Leaving out the pictures, transcribe all of the records faithfully.

- Provided information -

>> start

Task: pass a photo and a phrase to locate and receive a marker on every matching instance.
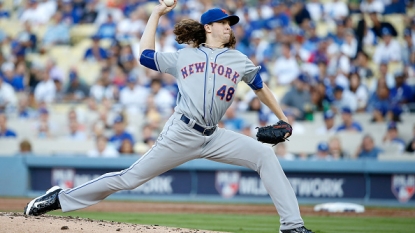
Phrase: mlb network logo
(403, 187)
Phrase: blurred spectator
(335, 148)
(96, 53)
(379, 114)
(369, 6)
(297, 99)
(247, 130)
(411, 144)
(395, 7)
(298, 127)
(5, 132)
(392, 137)
(130, 27)
(300, 14)
(45, 128)
(286, 68)
(348, 123)
(163, 100)
(384, 76)
(25, 147)
(367, 149)
(57, 32)
(328, 127)
(362, 66)
(24, 111)
(336, 10)
(45, 90)
(279, 17)
(8, 99)
(359, 90)
(103, 89)
(54, 71)
(89, 14)
(102, 149)
(38, 13)
(349, 46)
(258, 46)
(322, 153)
(231, 120)
(343, 99)
(379, 26)
(133, 96)
(27, 38)
(108, 29)
(75, 133)
(316, 10)
(120, 133)
(282, 153)
(77, 91)
(389, 50)
(70, 15)
(60, 94)
(3, 12)
(402, 92)
(408, 47)
(126, 147)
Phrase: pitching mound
(17, 222)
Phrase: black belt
(204, 131)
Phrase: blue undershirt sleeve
(147, 59)
(256, 83)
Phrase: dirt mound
(17, 222)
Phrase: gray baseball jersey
(207, 80)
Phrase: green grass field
(257, 223)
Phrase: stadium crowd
(334, 57)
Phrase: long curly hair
(191, 32)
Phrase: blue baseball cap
(217, 14)
(328, 115)
(323, 146)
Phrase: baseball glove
(274, 134)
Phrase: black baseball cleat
(44, 203)
(297, 230)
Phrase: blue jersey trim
(147, 59)
(257, 83)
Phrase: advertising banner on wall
(230, 184)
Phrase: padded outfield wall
(365, 182)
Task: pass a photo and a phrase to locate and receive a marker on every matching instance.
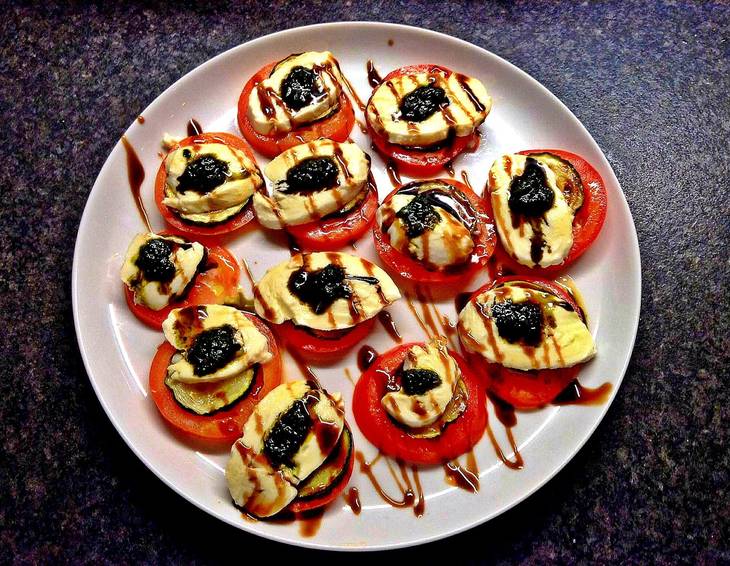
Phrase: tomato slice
(223, 425)
(413, 270)
(324, 346)
(337, 126)
(377, 426)
(421, 162)
(347, 461)
(232, 224)
(333, 233)
(216, 285)
(587, 223)
(526, 389)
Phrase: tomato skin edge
(199, 292)
(336, 127)
(587, 223)
(521, 389)
(313, 348)
(374, 422)
(411, 270)
(333, 234)
(226, 424)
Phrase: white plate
(117, 349)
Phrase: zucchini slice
(330, 472)
(206, 398)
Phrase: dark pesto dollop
(155, 261)
(320, 288)
(300, 88)
(203, 174)
(212, 349)
(418, 381)
(529, 193)
(519, 321)
(314, 174)
(287, 435)
(419, 215)
(422, 103)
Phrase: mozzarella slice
(370, 288)
(417, 411)
(157, 295)
(548, 237)
(265, 487)
(183, 326)
(225, 200)
(269, 113)
(468, 107)
(446, 244)
(565, 339)
(288, 208)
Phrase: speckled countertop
(649, 80)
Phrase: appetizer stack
(218, 374)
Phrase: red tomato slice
(526, 389)
(375, 423)
(216, 285)
(223, 425)
(333, 233)
(425, 162)
(347, 460)
(413, 270)
(587, 223)
(336, 127)
(323, 346)
(188, 228)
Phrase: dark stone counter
(649, 80)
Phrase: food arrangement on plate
(218, 376)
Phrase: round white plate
(117, 349)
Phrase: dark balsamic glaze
(386, 320)
(366, 356)
(464, 477)
(135, 175)
(374, 78)
(310, 521)
(194, 128)
(352, 498)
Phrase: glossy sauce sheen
(409, 498)
(135, 175)
(365, 357)
(194, 128)
(352, 497)
(386, 320)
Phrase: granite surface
(650, 80)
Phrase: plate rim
(306, 543)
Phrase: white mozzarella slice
(566, 340)
(225, 200)
(468, 107)
(448, 243)
(254, 482)
(182, 326)
(276, 303)
(417, 411)
(155, 294)
(267, 111)
(284, 208)
(553, 231)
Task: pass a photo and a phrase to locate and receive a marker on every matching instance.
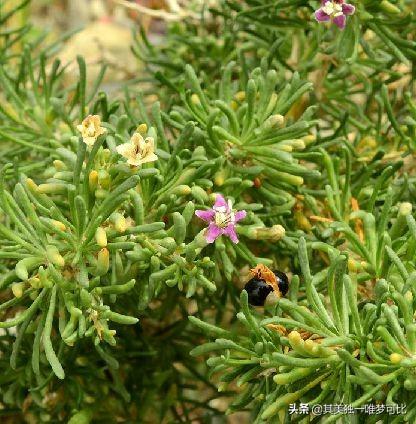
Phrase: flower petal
(339, 21)
(220, 202)
(321, 16)
(205, 215)
(348, 9)
(213, 232)
(150, 158)
(230, 232)
(239, 215)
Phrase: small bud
(93, 180)
(276, 120)
(294, 338)
(142, 129)
(219, 178)
(405, 208)
(104, 178)
(274, 233)
(53, 188)
(309, 139)
(18, 288)
(100, 193)
(182, 190)
(396, 358)
(101, 237)
(103, 261)
(298, 144)
(54, 256)
(388, 7)
(59, 165)
(119, 222)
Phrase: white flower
(138, 150)
(91, 129)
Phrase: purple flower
(336, 10)
(221, 219)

>> end

- Output for this task -
Task: pass a photo and a phrase to locate and receive a marker on every matching instance.
Phrase: mlb network logo
(403, 187)
Phrase: blurred spectator
(335, 148)
(96, 53)
(379, 114)
(369, 6)
(297, 99)
(247, 130)
(411, 144)
(395, 7)
(298, 127)
(5, 132)
(392, 137)
(130, 27)
(300, 14)
(45, 128)
(286, 68)
(348, 123)
(163, 100)
(384, 76)
(25, 147)
(367, 149)
(57, 32)
(328, 127)
(362, 66)
(24, 111)
(336, 10)
(45, 90)
(279, 17)
(8, 99)
(359, 90)
(103, 89)
(54, 71)
(89, 14)
(102, 149)
(38, 13)
(349, 46)
(258, 46)
(322, 153)
(231, 120)
(343, 99)
(379, 26)
(133, 96)
(27, 38)
(108, 29)
(75, 133)
(316, 10)
(120, 133)
(282, 153)
(77, 91)
(389, 50)
(70, 15)
(60, 94)
(3, 12)
(402, 92)
(408, 47)
(126, 147)
Phrase: pitching mound
(17, 222)
Phrase: black belt
(204, 131)
Phrase: blue undershirt sleeve
(147, 59)
(256, 83)
Phrase: dirt mound
(17, 222)
Phrase: gray baseball jersey
(207, 80)
Phrase: green grass field
(257, 223)
Phrase: stadium crowd
(334, 57)
Phrase: long curly hair
(191, 32)
Phrase: blue baseball cap
(217, 14)
(328, 115)
(323, 146)
Phrase: baseball glove
(274, 134)
Phrase: black baseball cleat
(44, 203)
(297, 230)
Phrase: blue jersey trim
(147, 59)
(257, 83)
Phrase: advertising banner on wall
(230, 184)
Phrase: padded outfield wall
(365, 182)
Task: pass a photo and a phrase to locate and receive a marker on every matching instance.
Phrase: tomato slice
(223, 425)
(413, 270)
(324, 346)
(337, 126)
(377, 426)
(421, 162)
(347, 461)
(232, 224)
(333, 233)
(216, 285)
(587, 223)
(526, 389)
Phrase: tomato skin edge
(199, 292)
(336, 127)
(587, 223)
(521, 389)
(313, 348)
(374, 422)
(411, 270)
(333, 234)
(226, 424)
Phrase: white plate
(117, 349)
Phrase: zucchini slice
(330, 472)
(206, 398)
Phrase: dark pesto dollop
(155, 261)
(320, 288)
(300, 88)
(203, 174)
(212, 349)
(418, 381)
(529, 193)
(519, 321)
(314, 174)
(287, 435)
(419, 215)
(422, 103)
Phrase: mozzarella slice
(370, 288)
(417, 411)
(157, 295)
(548, 237)
(265, 487)
(183, 326)
(225, 200)
(269, 113)
(468, 107)
(446, 244)
(565, 339)
(288, 208)
Phrase: speckled countertop
(649, 80)
Phrase: appetizer stack
(218, 374)
Phrase: red tomato slice
(526, 389)
(375, 423)
(216, 285)
(223, 425)
(333, 233)
(425, 162)
(347, 460)
(413, 270)
(587, 223)
(336, 127)
(323, 346)
(188, 228)
Phrase: dark stone counter
(649, 80)
Phrase: food arrangement on plate
(218, 376)
Phrase: round white plate
(117, 349)
Phrase: dark balsamic glaze
(386, 320)
(366, 356)
(464, 477)
(135, 175)
(374, 78)
(310, 521)
(194, 128)
(352, 498)
Phrase: glossy sauce sheen
(409, 498)
(135, 175)
(365, 357)
(194, 128)
(352, 497)
(386, 320)
Phrase: granite surface
(650, 80)
Phrase: plate rim
(306, 543)
Phrase: white mozzarella slice
(566, 340)
(225, 200)
(468, 107)
(448, 243)
(254, 482)
(182, 326)
(276, 303)
(417, 411)
(155, 294)
(267, 111)
(284, 208)
(553, 231)
Task: pass a photo and a phrase to locate and receive a marker on every matching instance.
Phrase: flower petal
(339, 21)
(220, 202)
(321, 16)
(205, 215)
(348, 9)
(213, 232)
(150, 158)
(230, 232)
(239, 215)
Phrase: small bud
(93, 180)
(276, 120)
(294, 338)
(142, 129)
(219, 178)
(405, 208)
(104, 178)
(274, 233)
(53, 188)
(309, 139)
(18, 288)
(100, 193)
(182, 190)
(396, 358)
(101, 237)
(103, 261)
(298, 144)
(54, 256)
(388, 7)
(59, 165)
(119, 222)
Phrase: white flower
(138, 150)
(91, 129)
Phrase: purple flower
(336, 10)
(221, 219)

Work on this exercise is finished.